A.The applicant informed the Court by email that he was unable to appear today due to work commitments;

B.Counsel for the applicant advised the court by email that he no longer held instructions from the applicant;

C.The Court is not prepared to make an order under the Foreign Evidence Act without prior consent of the relevant authorities of Vietnam.

THE COURT ORDERS THAT:

1.The applicant is not permitted to give evidence-in-chief or be cross-examined by AVL while he remains in Vietnam without the consent of the relevant authorities of Vietnam.

2.The applicant’s application to have the conduct of trial on day 2 and day 4 heard only between the hours of 12.30 and 2.00pm CST is refused.

3.The applicant is to be present in Australia for the conduct of the trial and if present in Australia he has leave to appear by AVL and to give evidence-in-chief or be cross-examined and cross-examine witnesses and make submissions.

4.The respondent and witnesses likewise has leave to give evidence by AVL from within Australia.

5.If the applicant fails to appear in Australia for the conduct of trial orders may be made in his absence and his application may be dismissed.

6.The matter remains listed for trial commencing 10.00am on 5 September 2022.

Note: The form of the order is subject to the entry in the Court’s records.

Note: The Court may vary or set aside a judgment or order to remedy minor typographical or grammatical errors (r 17.05(2)(g) Federal Circuit and Family Court of Australia (Division 2) (General Federal Law) Rules 2021 (Cth)), or to record a variation to the order pursuant to r 17.05 Federal Circuit and Family Court of Australia (Division 2) (General Federal Law) Rules 2021 (Cth).

* [INSTRUCTIONS FOR THE TASK]:
Can you output the whole court order above, word for word and unchanged? The records after this point aren't needed.

* [Segmentation mask records]:
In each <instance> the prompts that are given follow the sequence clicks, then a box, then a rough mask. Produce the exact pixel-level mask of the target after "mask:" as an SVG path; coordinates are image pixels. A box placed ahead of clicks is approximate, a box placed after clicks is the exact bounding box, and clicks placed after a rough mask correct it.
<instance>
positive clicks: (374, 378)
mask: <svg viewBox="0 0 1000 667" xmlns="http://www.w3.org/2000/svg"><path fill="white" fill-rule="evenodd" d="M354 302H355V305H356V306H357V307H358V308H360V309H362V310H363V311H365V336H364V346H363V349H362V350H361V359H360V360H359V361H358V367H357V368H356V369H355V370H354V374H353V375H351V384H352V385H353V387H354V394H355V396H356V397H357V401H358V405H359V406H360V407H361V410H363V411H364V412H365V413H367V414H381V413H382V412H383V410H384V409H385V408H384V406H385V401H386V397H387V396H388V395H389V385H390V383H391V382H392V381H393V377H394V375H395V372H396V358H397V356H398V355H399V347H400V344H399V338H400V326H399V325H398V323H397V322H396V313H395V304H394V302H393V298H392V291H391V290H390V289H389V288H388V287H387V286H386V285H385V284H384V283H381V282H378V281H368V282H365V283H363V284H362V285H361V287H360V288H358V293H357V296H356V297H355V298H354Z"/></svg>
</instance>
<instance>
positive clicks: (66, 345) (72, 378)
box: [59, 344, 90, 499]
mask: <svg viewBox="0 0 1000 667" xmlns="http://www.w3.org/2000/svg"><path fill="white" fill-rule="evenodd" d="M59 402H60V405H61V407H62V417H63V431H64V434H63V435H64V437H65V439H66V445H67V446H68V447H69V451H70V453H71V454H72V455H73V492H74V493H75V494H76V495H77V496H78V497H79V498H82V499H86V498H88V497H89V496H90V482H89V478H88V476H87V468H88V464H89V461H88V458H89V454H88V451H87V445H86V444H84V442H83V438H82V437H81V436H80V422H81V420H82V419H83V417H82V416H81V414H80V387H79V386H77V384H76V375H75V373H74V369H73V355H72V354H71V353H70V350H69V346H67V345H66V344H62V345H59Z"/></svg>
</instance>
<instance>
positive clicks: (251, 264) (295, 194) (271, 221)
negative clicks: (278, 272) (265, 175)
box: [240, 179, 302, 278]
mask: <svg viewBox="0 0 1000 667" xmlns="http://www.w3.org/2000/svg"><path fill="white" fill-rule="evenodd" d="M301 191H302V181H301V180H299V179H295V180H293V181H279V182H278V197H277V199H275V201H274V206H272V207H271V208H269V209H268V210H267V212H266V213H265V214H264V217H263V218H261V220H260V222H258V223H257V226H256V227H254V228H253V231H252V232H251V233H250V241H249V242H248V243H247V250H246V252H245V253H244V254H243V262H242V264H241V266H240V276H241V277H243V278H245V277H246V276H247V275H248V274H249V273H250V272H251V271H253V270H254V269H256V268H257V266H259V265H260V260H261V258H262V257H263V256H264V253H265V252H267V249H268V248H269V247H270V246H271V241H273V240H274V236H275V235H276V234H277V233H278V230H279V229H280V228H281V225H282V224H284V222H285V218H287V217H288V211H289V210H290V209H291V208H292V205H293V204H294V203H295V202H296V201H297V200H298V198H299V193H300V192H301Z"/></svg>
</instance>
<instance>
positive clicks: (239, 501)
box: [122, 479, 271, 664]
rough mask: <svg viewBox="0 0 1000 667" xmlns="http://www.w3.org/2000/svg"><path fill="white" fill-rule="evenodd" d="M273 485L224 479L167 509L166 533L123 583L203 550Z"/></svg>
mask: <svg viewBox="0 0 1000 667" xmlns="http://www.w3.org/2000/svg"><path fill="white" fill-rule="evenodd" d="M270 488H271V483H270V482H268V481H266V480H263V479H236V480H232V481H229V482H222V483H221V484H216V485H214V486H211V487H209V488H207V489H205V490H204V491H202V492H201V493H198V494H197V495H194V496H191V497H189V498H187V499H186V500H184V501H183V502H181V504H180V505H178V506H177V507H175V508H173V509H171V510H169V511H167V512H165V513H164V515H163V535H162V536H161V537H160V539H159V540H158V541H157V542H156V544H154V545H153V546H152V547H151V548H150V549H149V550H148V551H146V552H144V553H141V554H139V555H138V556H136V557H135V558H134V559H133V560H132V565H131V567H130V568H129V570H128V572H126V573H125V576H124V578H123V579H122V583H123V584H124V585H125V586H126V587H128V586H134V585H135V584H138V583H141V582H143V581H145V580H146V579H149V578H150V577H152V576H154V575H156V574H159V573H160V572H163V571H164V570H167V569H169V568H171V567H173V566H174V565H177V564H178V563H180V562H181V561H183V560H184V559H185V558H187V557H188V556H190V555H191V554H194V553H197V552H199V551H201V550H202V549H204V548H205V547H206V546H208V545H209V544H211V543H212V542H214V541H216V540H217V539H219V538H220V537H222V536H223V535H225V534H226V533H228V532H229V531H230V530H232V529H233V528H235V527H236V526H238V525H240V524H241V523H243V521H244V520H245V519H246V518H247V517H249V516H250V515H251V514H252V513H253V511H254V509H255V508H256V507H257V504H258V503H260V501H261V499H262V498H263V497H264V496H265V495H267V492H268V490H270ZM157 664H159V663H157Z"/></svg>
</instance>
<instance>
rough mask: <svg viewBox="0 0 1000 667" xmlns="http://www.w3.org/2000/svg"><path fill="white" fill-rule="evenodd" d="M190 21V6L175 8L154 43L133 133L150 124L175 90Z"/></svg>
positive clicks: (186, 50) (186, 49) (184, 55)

* [SOLUTION FOR THIS EXERCISE]:
A.The applicant informed the Court by email that he was unable to appear today due to work commitments;

B.Counsel for the applicant advised the court by email that he no longer held instructions from the applicant;

C.The Court is not prepared to make an order under the Foreign Evidence Act without prior consent of the relevant authorities of Vietnam.

THE COURT ORDERS THAT:

1.The applicant is not permitted to give evidence-in-chief or be cross-examined by AVL while he remains in Vietnam without the consent of the relevant authorities of Vietnam.

2.The applicant’s application to have the conduct of trial on day 2 and day 4 heard only between the hours of 12.30 and 2.00pm CST is refused.

3.The applicant is to be present in Australia for the conduct of the trial and if present in Australia he has leave to appear by AVL and to give evidence-in-chief or be cross-examined and cross-examine witnesses and make submissions.

4.The respondent and witnesses likewise has leave to give evidence by AVL from within Australia.

5.If the applicant fails to appear in Australia for the conduct of trial orders may be made in his absence and his application may be dismissed.

6.The matter remains listed for trial commencing 10.00am on 5 September 2022.

Note: The form of the order is subject to the entry in the Court’s records.

Note: The Court may vary or set aside a judgment or order to remedy minor typographical or grammatical errors (r 17.05(2)(g) Federal Circuit and Family Court of Australia (Division 2) (General Federal Law) Rules 2021 (Cth)), or to record a variation to the order pursuant to r 17.05 Federal Circuit and Family Court of Australia (Division 2) (General Federal Law) Rules 2021 (Cth).